*** Block opens ***

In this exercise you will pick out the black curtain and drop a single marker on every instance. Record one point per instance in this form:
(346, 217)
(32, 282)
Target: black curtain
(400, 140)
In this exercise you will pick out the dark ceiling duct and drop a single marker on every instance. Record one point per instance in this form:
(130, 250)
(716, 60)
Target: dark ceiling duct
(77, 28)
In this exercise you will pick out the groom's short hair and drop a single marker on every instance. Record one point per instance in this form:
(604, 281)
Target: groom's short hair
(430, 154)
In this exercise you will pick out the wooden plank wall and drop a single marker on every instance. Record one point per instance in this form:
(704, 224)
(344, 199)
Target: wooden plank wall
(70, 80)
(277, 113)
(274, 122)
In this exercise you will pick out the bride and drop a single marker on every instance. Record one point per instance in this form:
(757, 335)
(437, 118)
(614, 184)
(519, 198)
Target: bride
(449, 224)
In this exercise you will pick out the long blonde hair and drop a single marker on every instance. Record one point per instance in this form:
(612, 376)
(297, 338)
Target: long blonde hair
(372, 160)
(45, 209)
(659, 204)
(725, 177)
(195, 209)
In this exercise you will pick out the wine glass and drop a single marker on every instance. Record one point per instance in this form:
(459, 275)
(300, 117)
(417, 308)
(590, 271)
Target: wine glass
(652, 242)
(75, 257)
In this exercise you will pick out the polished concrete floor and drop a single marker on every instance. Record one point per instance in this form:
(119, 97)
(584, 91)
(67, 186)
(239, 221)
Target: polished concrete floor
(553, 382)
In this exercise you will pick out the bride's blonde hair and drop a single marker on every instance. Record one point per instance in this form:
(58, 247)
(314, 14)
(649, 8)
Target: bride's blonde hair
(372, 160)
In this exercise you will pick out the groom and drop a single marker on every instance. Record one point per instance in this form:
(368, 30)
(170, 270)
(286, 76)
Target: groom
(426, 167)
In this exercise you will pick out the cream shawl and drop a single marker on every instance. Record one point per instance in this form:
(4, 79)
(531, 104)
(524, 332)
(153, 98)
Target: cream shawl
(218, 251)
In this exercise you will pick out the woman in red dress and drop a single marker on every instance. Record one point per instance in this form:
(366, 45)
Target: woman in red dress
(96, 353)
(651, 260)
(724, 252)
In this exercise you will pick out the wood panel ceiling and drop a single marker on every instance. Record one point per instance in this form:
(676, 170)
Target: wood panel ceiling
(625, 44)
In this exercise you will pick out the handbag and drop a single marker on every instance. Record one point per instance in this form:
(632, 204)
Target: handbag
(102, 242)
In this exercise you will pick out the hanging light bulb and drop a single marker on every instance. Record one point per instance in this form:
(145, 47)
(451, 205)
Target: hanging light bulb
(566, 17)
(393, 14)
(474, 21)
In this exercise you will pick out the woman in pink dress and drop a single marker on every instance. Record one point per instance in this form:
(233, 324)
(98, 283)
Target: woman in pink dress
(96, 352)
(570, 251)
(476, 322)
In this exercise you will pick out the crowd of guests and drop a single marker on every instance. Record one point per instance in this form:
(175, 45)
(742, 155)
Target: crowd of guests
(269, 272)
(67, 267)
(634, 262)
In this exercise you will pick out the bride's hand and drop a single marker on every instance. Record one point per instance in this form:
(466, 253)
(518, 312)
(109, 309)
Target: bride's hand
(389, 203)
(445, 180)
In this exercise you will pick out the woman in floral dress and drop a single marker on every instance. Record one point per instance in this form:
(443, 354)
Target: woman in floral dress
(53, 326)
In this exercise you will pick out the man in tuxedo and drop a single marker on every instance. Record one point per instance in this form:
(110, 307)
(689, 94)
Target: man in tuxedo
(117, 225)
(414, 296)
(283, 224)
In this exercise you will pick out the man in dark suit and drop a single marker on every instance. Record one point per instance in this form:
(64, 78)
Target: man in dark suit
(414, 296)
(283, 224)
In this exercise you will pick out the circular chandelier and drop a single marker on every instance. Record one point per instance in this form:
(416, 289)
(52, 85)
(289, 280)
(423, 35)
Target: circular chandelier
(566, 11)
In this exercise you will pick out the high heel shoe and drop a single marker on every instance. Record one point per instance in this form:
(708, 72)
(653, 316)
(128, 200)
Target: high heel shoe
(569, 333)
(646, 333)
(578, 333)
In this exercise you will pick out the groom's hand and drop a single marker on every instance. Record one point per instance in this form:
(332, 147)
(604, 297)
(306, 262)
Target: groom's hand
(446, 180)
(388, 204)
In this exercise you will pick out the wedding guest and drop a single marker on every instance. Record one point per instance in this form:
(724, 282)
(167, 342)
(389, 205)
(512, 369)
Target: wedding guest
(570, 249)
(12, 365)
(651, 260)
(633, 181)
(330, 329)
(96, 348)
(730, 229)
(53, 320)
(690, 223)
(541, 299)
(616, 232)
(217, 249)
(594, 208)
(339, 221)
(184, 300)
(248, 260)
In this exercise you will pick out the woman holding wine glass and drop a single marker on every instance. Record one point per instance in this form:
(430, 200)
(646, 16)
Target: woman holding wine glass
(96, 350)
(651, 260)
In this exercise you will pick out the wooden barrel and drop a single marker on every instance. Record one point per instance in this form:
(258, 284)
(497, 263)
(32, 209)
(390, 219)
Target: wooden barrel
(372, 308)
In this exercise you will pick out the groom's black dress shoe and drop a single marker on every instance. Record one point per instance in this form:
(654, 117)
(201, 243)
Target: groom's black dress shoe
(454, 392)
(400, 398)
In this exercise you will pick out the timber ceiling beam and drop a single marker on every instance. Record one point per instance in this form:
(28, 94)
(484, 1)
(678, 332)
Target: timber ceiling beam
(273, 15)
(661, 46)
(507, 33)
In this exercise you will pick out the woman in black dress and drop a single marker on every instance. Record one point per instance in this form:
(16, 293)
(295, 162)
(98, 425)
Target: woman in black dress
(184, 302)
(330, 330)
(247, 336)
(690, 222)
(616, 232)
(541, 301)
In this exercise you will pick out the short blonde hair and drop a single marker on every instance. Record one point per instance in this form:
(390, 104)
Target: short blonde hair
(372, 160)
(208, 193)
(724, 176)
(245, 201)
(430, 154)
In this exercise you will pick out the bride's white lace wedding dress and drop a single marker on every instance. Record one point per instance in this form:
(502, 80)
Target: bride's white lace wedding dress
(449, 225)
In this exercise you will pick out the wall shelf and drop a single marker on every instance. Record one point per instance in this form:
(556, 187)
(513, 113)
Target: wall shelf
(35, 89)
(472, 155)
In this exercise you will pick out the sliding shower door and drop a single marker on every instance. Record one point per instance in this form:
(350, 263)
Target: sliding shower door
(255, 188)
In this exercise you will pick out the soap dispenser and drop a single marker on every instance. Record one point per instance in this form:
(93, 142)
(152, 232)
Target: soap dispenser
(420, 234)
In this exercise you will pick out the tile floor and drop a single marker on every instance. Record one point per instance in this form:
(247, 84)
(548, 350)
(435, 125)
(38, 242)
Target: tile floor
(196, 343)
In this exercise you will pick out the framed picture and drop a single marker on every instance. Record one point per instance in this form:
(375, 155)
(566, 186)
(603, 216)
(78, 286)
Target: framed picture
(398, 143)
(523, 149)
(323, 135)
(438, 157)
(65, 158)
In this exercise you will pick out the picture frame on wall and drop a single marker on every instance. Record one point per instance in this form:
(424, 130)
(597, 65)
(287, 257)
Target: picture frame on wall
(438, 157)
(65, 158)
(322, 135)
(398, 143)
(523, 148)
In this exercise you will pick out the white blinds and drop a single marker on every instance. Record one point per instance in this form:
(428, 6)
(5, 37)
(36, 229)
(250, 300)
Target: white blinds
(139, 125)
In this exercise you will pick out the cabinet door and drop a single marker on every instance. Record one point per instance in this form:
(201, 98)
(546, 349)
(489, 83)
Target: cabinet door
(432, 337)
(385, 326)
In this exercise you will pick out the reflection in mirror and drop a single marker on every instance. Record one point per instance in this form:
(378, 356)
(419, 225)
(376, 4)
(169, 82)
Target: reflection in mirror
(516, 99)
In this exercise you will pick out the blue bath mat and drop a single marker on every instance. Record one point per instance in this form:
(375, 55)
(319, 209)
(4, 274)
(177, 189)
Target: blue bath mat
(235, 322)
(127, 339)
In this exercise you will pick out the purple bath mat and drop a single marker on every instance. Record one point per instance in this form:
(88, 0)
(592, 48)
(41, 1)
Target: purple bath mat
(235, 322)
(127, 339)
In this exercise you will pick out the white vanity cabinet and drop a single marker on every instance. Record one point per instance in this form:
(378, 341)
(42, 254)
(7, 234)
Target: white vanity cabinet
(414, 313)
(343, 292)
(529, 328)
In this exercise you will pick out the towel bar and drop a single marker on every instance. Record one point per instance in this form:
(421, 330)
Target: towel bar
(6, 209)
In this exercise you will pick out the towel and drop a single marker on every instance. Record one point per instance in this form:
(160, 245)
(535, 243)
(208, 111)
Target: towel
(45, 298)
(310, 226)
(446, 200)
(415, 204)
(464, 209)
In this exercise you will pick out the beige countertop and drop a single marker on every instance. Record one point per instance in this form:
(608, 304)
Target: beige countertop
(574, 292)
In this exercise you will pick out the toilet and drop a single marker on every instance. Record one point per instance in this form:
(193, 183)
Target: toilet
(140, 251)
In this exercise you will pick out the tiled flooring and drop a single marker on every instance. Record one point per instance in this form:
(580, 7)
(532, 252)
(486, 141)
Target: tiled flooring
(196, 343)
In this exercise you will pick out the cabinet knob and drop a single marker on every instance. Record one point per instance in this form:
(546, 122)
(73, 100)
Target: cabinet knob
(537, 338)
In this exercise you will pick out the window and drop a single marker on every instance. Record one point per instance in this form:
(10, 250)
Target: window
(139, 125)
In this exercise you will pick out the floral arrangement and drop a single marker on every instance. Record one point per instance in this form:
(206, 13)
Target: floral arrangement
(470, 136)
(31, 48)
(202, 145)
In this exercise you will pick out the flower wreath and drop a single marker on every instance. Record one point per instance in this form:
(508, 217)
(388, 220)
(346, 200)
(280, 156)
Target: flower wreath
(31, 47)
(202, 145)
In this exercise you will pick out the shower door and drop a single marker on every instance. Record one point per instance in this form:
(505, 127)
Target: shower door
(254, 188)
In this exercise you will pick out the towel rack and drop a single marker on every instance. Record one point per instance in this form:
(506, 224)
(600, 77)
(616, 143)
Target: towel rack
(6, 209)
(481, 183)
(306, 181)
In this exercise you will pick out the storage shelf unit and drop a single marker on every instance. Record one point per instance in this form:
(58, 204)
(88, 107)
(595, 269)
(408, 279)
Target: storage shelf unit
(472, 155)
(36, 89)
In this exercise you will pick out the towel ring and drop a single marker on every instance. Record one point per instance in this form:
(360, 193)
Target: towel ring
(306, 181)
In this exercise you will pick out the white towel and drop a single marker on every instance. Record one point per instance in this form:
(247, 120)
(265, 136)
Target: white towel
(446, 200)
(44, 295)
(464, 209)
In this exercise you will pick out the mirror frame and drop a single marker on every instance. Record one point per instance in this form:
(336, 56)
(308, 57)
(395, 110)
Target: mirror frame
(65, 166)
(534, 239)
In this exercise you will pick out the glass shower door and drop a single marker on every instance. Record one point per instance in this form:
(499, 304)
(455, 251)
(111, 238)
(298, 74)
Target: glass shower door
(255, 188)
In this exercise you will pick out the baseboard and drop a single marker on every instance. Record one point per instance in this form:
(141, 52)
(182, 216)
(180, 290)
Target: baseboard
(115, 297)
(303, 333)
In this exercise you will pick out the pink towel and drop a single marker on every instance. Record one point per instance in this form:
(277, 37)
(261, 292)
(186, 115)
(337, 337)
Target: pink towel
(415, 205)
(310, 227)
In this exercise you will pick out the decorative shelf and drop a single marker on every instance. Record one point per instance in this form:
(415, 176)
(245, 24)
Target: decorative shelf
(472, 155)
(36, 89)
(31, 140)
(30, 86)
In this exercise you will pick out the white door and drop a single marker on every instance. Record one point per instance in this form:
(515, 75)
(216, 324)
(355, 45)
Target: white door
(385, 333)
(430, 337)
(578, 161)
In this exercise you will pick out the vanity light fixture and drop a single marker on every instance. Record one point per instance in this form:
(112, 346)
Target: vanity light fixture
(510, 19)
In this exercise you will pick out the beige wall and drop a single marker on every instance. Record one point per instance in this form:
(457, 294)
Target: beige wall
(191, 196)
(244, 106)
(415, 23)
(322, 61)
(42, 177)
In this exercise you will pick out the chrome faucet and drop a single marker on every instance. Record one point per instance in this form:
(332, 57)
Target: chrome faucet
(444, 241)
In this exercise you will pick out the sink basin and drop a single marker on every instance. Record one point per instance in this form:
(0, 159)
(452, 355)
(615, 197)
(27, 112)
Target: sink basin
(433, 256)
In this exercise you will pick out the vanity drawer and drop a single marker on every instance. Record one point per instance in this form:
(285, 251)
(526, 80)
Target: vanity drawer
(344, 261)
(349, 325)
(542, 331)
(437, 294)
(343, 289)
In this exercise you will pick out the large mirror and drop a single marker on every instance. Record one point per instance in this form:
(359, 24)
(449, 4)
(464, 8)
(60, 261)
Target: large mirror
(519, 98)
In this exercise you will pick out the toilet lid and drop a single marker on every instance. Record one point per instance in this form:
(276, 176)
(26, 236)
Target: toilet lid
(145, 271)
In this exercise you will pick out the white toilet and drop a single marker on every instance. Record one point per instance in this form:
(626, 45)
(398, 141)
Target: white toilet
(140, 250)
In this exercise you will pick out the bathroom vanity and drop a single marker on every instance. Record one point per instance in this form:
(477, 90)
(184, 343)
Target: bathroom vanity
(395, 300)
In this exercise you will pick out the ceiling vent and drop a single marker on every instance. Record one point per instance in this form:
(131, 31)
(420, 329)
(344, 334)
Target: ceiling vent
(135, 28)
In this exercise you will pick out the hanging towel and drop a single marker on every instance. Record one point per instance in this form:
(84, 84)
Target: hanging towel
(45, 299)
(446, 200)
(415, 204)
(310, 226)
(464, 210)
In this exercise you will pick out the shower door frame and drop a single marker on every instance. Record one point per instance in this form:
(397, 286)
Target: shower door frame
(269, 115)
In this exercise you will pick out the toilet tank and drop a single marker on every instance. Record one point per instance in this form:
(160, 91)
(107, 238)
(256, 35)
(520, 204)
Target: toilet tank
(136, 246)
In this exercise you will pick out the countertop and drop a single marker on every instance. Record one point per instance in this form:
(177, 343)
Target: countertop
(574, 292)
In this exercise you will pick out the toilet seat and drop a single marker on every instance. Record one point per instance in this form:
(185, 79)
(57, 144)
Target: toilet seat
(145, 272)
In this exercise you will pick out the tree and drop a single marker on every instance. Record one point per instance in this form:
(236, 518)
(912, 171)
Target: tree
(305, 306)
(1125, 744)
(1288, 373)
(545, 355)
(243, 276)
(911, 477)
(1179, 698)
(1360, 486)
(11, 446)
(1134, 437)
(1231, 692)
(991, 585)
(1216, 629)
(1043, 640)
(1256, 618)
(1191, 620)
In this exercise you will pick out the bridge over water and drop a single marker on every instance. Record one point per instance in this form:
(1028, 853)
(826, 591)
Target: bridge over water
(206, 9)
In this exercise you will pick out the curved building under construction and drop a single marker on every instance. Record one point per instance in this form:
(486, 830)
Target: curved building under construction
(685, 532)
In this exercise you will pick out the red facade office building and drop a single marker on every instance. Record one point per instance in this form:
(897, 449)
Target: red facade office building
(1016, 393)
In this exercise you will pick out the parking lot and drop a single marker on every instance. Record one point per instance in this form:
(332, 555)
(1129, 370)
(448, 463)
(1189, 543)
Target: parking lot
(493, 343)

*** Block closes ***

• _Exercise goal_:
Go to the line in the material above that contains "In this exercise you will pick out the hanging light" and copy exactly from there through the line that contains "In this exercise you will pick out the high", stopping after it.

• _Task result_:
In this exercise you will pick out the hanging light bulb and drop a single marker on every instance. Record one point per instance in this form:
(145, 47)
(451, 205)
Target: hanging light bulb
(566, 17)
(393, 14)
(474, 21)
In this exercise you will pick out the woman in pink dress and drop a single marker on every instance. Record one point per instance in this form:
(233, 324)
(98, 283)
Target: woman in pink dress
(96, 352)
(570, 251)
(476, 322)
In this exercise you will pick out the crowd of guests and drop a single marker on every instance. Record one point per instance in this form:
(175, 45)
(742, 155)
Target: crowd of guests
(269, 272)
(67, 267)
(634, 262)
In this exercise you will pick out the bride's hand and drop a single marker on every instance. Record one point per instance in this form:
(466, 253)
(518, 312)
(109, 309)
Target: bride's hand
(389, 203)
(445, 180)
In this exercise you will pick out the woman in floral dress and drop a single marker on every instance. Record one point per instance in this form:
(443, 354)
Target: woman in floral dress
(53, 326)
In this exercise you will pick out the man in tuxedo and drop a single marker on every instance. Record one point per instance in this form:
(110, 307)
(689, 94)
Target: man in tuxedo
(117, 225)
(414, 296)
(283, 224)
In this exercise you will pick out the man in dark suit and drop a single marker on every instance. Record one point per instance in this form:
(64, 78)
Target: man in dark suit
(414, 296)
(283, 224)
In this exercise you will pick out the circular chandelier and drop a single marker on every instance. Record one point per instance in this form:
(416, 289)
(52, 85)
(289, 280)
(423, 35)
Target: circular chandelier
(566, 11)
In this exercise you will pick out the high heel shoe and drop a single marker on every instance. Record one point per instance in this form:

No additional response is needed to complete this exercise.